§ YOUR GOAL: Starting at the line of the listing containing "drawer. Return only the coordinates." and stopping after the line containing "floor. Return only the coordinates.", reproduce only those lines with "hallway" changed to "corridor" and everything else left unchanged.

§ SOURCE MATERIAL:
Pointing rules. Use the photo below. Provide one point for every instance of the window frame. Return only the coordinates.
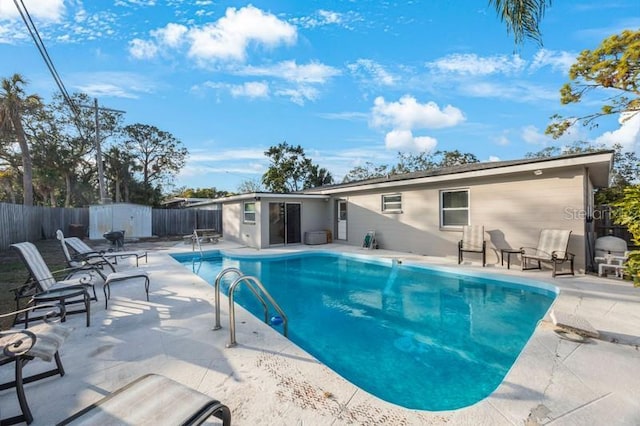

--

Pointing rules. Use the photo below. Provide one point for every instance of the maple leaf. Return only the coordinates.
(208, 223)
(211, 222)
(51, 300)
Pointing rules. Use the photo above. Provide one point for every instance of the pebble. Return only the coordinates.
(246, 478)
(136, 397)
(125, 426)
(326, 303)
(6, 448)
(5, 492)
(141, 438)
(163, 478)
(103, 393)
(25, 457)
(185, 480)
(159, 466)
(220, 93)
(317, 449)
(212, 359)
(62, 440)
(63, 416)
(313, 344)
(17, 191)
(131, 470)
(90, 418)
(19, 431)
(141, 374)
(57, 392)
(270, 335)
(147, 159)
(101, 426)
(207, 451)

...

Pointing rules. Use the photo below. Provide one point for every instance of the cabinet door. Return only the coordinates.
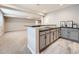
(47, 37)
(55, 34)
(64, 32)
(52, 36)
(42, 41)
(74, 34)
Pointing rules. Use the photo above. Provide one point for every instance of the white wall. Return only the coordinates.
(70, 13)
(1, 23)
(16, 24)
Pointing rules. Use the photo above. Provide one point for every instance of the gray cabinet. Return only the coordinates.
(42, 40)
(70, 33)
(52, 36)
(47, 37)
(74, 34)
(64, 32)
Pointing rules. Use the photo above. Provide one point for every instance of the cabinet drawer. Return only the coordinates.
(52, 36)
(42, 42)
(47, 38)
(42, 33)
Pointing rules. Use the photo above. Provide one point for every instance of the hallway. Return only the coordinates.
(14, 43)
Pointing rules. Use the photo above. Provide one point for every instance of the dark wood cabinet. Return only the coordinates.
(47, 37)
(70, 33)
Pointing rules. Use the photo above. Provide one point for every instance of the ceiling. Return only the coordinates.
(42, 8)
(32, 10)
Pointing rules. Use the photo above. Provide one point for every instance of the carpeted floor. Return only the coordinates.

§ PROBLEM SOLUTION:
Pointing rules. Use the photo above. Provide one point for every instance of the cabinet drawer. Return only the coordinates.
(52, 36)
(42, 42)
(47, 38)
(42, 33)
Pointing rules. Use the photo above. Provide one point for every instance of the corridor. Return only the coordinates.
(14, 43)
Pointing rules. Use the photo above. Provide one point for every instance of the dark wood cabinet. Return only the coordinates.
(47, 37)
(70, 33)
Pointing rules. Use the photo above. Provide one point for every instance of the ceiling. Return only the coordinates.
(42, 8)
(32, 10)
Pointing rules. Use the photo above. Provide one point for every instance of the carpeted floor. Return only the coordinates.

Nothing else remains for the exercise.